Locate the line that contains "Query: bare tree trunk", then copy it and all later lines of the data below exactly, through the last one.

**RECORDS**:
|---|
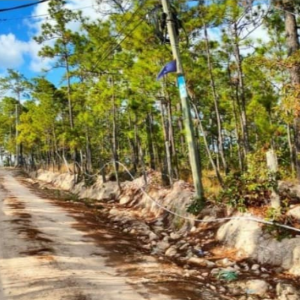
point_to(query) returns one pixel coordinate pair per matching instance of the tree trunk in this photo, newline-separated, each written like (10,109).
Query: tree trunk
(216,100)
(293,46)
(242,95)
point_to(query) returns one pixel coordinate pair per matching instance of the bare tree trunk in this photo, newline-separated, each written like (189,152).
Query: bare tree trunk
(292,41)
(238,60)
(165,127)
(216,100)
(204,134)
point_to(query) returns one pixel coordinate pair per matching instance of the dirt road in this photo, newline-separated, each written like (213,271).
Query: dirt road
(47,253)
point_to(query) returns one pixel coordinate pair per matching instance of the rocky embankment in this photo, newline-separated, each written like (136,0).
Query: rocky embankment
|---|
**RESPONSE**:
Query: bare tree trunk
(292,41)
(238,60)
(165,127)
(216,100)
(204,134)
point_to(query) returns one pixel coordinate pair per matching instance of the dirt road in this photo, newline-separated, each written like (213,271).
Query: dirt road
(47,253)
point_to(query) returns one pixel coordinate pair per matching instance of the rocky embankment in this photo, newline-separated, each written like (136,0).
Query: rocky embankment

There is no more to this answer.